> [WORK TO BE COMPLETED]:
From the film review below, please translate this sentence into Spanish: "The remainder of the film basically consists of a long series of nocturnal stalkings, random vampiric encounters, eerie, fog-shrouded mesmerism and stern lectures on vampire lore, all of which tend to blur into one, in the best possible way."

> [SOURCE PASSAGE]:
* * * *

And…. that’s about all we’re getting here in terms of plot, which is fine by me. The remainder of the film basically consists of a long series of nocturnal stalkings, random vampiric encounters, eerie, fog-shrouded mesmerism and stern lectures on vampire lore, all of which tend to blur into one, in the best possible way.

In a sense, this mirrors the kind of “characters wandering around bumping into each other” stuff that blights the middle acts of the Blood Island films, but the superior artistry and atmosphere of ‘The Blood Drinkers’ manages to transform this directionless drift into a far more pleasing sensation of woozy, nightmarish delirium, comparable to that subsequently perfected in Europe by the ‘Erotic Castle Movies’ of the early 1970s.

In one particularly startling ‘primal scene’, Charita is awakened in night, only to find the ravenous zombified corpses of her recently buried parents stomping toward her in their grave-clothes. They proceed to man-handle her and attempt to chew her neck with their newly acquired fangs, until Dr Marco materialises out of the darkness and begins flagellating his badly behave undead minions with a giant bull-whip! Holy hell.

Elsewhere, Tanya and Katerina (who now seems to be wandering around under her own steam after drinking some blood, so I’m not sure where that leaves the plot…?) emerge from massive banks of fog (seriously, this film goes toe-to-toe with 1960’s ‘City of the Dead’ for sheer quantity of dry ice), diaphanous gowns swirling as they sl-o-o-w-l-y approach their hypnotised victims, Theremin blaring wildly on the soundtrack. It is all absolutely marvellous.

Until I watched ‘The Blood Drinkers’, I was unaware that the concept of “too much theremin” was one that I would ever need to acknowledge in waking life, but verily, this film’s soundtrack (music “directed” by Tito Arevalo, although I don’t know whether any cues were actually recorded specifically for the movie) has TOO MUCH THEREMIN.

Meanwhile, Victor gets stuck into some creditable punch ups with the hunchback and the dwarf, and Dr Marco calls upon the services of BASRA, seemingly some kind of supernatural bat spirit thing which hovers over him in the form of an adorable flappy-winged bat puppet.

Apparently this whole Basra business was the invention of the film’s American distributors at Hemisphere Pictures, who, whilst recutting the film for the U.S. market, decided that they liked a few brief close up shots of the bat so much, they determined to repeat them about twenty times over the course of the film, giving it a name, and inserting accompanying reaction shots of Ronald Remy singing its praises!

A bastardisation of de Leon’s original film? No doubt, but with the director’s initial Tagalog cut apparently lost to the ages (most likely a victim of vintage Filipino cinema’s catastrophically low survival rate), we’re stuck with Hemisphere’s version, and personally I’m more than happy to accept Basra and his repetitious antics as yet another loopy element crammed into an already rich smorgasbord of demented horror movie imagery. In fact, I really love the little fella. Look at him go!


“Remember my dear, the colour is blood red. Basra is calling, you must discard all other thoughts... you shall utter no word without the permission of BASRA. Remember Basra is your master, Basra is watching!”

As is clearly signalled by the fact that our head vampire is also a scientist (who also seems to venerate some kind of god-bat), ‘The Blood Drinkers’ take on the whole “science vs religion” thing as regards vampirism is a bit confused, to say the least.

* * * *

> [PROVIDED DATA]:
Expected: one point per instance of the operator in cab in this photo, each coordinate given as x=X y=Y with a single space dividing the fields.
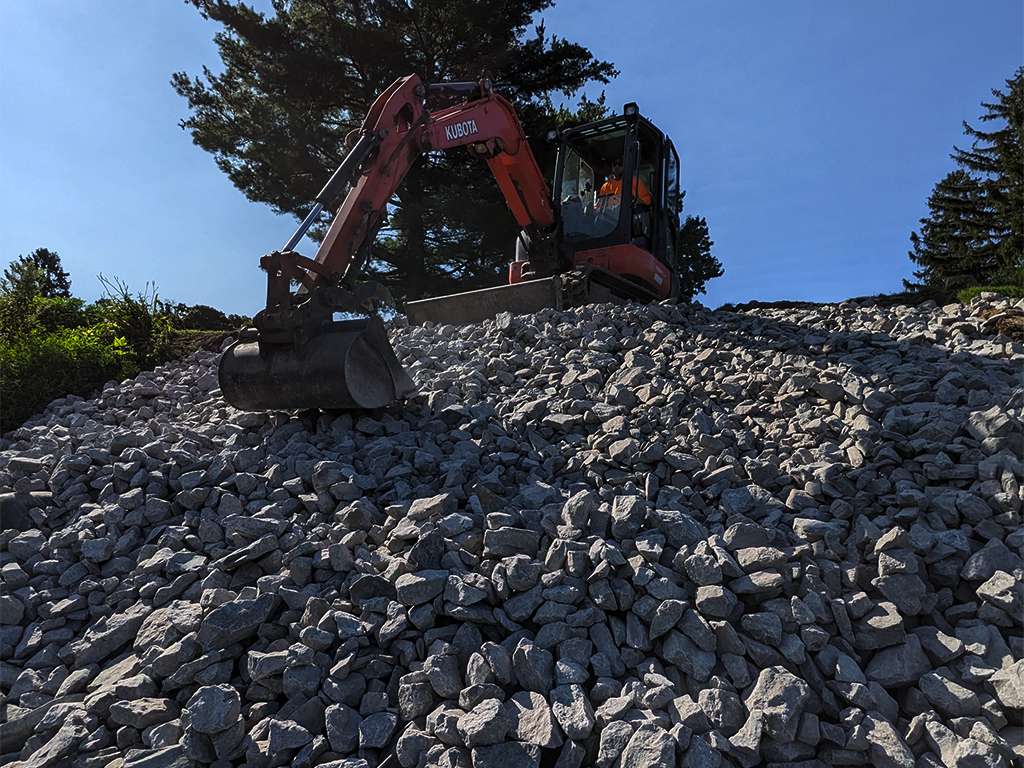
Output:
x=611 y=189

* * * *

> [FINAL ANSWER]:
El resto de la película consiste básicamente en una larga serie de acechos nocturnos, encuentros vampíricos al azar, un hipnotismo inquietante envuelto en niebla y severas lecciones sobre la tradición vampírica, todo lo cual tiende a fundirse en una sola cosa, de la mejor manera posible.